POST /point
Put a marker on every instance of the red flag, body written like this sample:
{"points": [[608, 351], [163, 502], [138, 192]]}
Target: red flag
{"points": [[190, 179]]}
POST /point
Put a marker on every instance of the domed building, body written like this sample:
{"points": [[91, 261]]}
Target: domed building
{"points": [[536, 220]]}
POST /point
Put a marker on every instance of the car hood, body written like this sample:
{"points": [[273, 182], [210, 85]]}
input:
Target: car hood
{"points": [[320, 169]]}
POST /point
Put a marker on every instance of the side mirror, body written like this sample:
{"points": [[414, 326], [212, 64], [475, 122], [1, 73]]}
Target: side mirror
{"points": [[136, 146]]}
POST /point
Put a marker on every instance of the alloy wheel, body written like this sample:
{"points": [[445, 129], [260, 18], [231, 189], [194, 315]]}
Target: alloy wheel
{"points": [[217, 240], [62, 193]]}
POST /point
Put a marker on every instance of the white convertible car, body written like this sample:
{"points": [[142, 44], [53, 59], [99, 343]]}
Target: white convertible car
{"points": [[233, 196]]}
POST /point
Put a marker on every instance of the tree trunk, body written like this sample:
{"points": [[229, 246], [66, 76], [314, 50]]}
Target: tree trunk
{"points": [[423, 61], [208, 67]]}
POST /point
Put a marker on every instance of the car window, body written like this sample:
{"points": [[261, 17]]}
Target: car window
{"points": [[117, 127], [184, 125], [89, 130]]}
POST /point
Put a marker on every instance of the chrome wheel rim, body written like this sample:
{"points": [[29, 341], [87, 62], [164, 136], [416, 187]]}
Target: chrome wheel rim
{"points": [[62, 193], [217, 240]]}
◆ ◆ ◆ ◆
◆ **Short problem**:
Each record above must be given again exactly.

◆ **Correct response**:
POST /point
Put a marker on every instance of the red flag, body written like this sample:
{"points": [[608, 351], [163, 502], [138, 192]]}
Target: red flag
{"points": [[190, 179]]}
POST /point
Put a marker on every instance of the domed building, body written like this sample:
{"points": [[91, 261]]}
Target: domed building
{"points": [[536, 220]]}
POST /point
Put a marker on every instance of the car hood, body written like this sample:
{"points": [[273, 182], [210, 85]]}
input:
Target: car hood
{"points": [[320, 169]]}
POST /point
Put a marker on every instance of the side mirror, body written like this sample:
{"points": [[414, 326], [212, 64], [475, 122], [1, 73]]}
Target: side mirror
{"points": [[136, 146]]}
POST /point
Put a marker on every instance of the alloy wheel, body written like this sample:
{"points": [[445, 129], [260, 18], [231, 189], [194, 315]]}
Target: alloy wheel
{"points": [[217, 240], [62, 193]]}
POST /point
Put a marker on every instance of the white convertible car, body written like this sample:
{"points": [[142, 44], [53, 59], [99, 343]]}
Target: white convertible car
{"points": [[233, 196]]}
POST /point
Put a marker on every instance of the tree trunk, body written like this sample:
{"points": [[229, 246], [66, 76], [314, 50]]}
Target: tree trunk
{"points": [[423, 61], [208, 67]]}
POST /point
Put a marker on every instance of the car window, body written like this sample:
{"points": [[261, 17]]}
Target: car window
{"points": [[117, 127], [184, 125], [89, 130]]}
POST /point
Put a marker on every instance of the chrome wheel rim, body written like this sample:
{"points": [[29, 341], [87, 62], [164, 136], [416, 187]]}
Target: chrome wheel rim
{"points": [[62, 193], [217, 240]]}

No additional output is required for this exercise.